-------- RECORDS SUPPLIED --------

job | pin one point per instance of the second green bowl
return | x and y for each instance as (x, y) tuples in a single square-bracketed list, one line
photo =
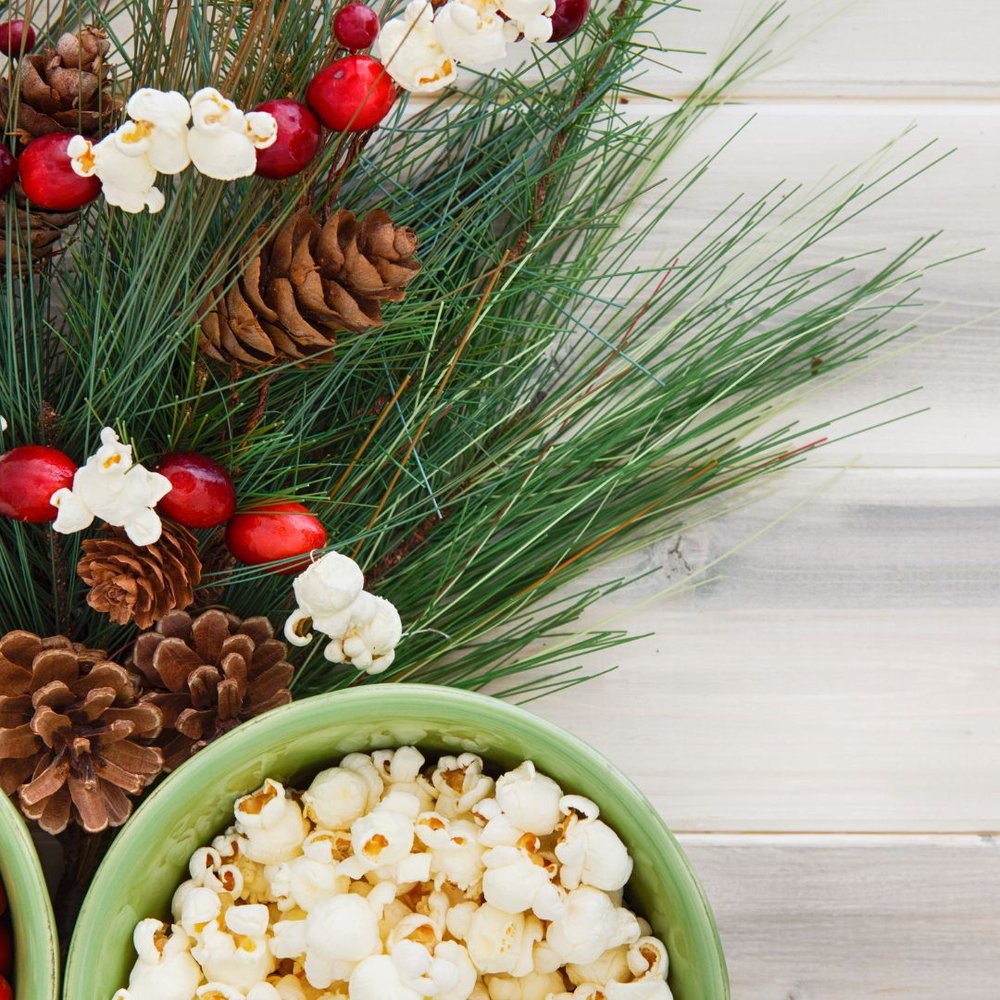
[(149, 858)]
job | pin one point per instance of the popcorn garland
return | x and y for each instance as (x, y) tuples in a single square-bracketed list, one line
[(363, 629), (221, 143), (113, 487), (423, 48), (388, 881)]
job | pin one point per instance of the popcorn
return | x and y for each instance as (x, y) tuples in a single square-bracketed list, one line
[(273, 825), (471, 32), (412, 52), (363, 629), (339, 933), (529, 800), (590, 852), (237, 960), (158, 128), (532, 18), (165, 970), (534, 986), (518, 879), (339, 796), (589, 925), (114, 488), (223, 141), (460, 784), (502, 942), (505, 890)]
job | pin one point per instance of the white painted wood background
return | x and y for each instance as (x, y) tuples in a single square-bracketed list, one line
[(821, 722)]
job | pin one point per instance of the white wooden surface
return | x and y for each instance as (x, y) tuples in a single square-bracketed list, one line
[(821, 721)]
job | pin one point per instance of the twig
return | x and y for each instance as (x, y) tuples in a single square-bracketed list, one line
[(562, 136)]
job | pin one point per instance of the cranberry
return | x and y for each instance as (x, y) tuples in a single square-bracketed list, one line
[(568, 18), (16, 37), (275, 531), (297, 142), (351, 94), (29, 475), (8, 170), (48, 178), (356, 26), (203, 494)]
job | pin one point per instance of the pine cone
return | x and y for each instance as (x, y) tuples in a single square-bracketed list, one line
[(208, 674), (33, 233), (141, 583), (65, 89), (307, 285), (72, 733)]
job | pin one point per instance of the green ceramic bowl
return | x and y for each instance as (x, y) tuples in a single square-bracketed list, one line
[(149, 858), (36, 948)]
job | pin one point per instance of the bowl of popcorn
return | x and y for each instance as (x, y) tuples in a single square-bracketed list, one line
[(396, 842), (29, 950)]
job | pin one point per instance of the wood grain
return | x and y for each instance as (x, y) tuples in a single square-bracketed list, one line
[(837, 672), (849, 49), (855, 918)]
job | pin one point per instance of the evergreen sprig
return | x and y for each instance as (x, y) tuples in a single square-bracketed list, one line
[(559, 387)]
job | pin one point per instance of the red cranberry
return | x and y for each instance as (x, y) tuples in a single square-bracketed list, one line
[(16, 37), (29, 475), (297, 142), (8, 170), (273, 532), (203, 494), (356, 26), (48, 178), (568, 18), (351, 94)]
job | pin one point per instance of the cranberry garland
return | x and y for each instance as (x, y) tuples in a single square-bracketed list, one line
[(201, 495), (354, 93)]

--------

Please print each entry exactly as given and keep pictures out of it.

job | pin one point per instance of the second green bowl
return | x and y for each instance as (x, y) tuples in a single square-bracketed list, one line
photo =
[(149, 858)]
job | pin one point per instance of the popcorn garland
return | x and y for each instance as (x, y) tuples in a single square-bracketed list, one line
[(363, 629), (221, 143), (113, 487), (423, 48), (388, 881)]
job | pin one point per instance of the popcorn
return | x and y for each instance as (x, y) tuples in a single square-bracketed list, one line
[(273, 825), (471, 32), (412, 52), (363, 629), (339, 933), (529, 800), (590, 852), (237, 960), (158, 128), (532, 18), (165, 970), (534, 986), (518, 879), (339, 796), (589, 925), (114, 488), (223, 141), (460, 784), (502, 942), (505, 890)]
job | pin one point per instance of the white painted wood background
return | x and y for each instance as (x, y) tuples in a single square-bracketed list, one line
[(821, 722)]
job | pin one point per instance of the white wooden surface
return | x and y for each instance as (x, y) tuples in a single square-bracketed list, one line
[(821, 721)]
job | pin one point per instance of the twig
return | x and y for each instance as (x, y) tuples in a single square-bracketed list, one line
[(562, 136)]
job | pin one point per instance of the cranberry
return | x and y for each instance as (x, y) tuples in a single square-bracketed list, one line
[(568, 18), (16, 37), (275, 531), (297, 142), (351, 94), (29, 475), (8, 170), (48, 178), (356, 26), (203, 494)]
job | pin one point per instance of the pine cone
return | x and y for each instance as (x, y) tuples in a single square-bracketed list, one line
[(208, 674), (33, 233), (141, 583), (65, 89), (307, 285), (72, 733)]
job | pin one point per instance of the green ceramic bowl
return | x and y for each instance as (x, y) tuples in a single square-bracketed list, one line
[(149, 858), (36, 948)]
job | pin one point per instance of the bowl of popcorn
return | x and y for each instance as (x, y) tuples in a single square-bracketed list, one line
[(396, 842), (29, 950)]
job | pin one point per instance of the wood grain
return | x and y for each instance as (x, y) tuples in a single square-bracketed list, one line
[(837, 672), (849, 49), (855, 918)]
job | pin one point per instance of the evergreen sprig
return | x and y for each instance as (x, y) tuples in a single square-bracketed list, one line
[(559, 387)]
job | pin one point per instance of the red cranberry
return | x and y for each instance as (x, y) tuples in a single square-bracketed list, one line
[(16, 37), (29, 475), (297, 142), (8, 170), (273, 532), (203, 494), (356, 26), (48, 178), (568, 18), (351, 94)]
job | pin one point per instance of the cranberry garland
return | x and y for each instance as (x, y) tuples in a single square-bracketed list, one line
[(201, 495), (354, 93)]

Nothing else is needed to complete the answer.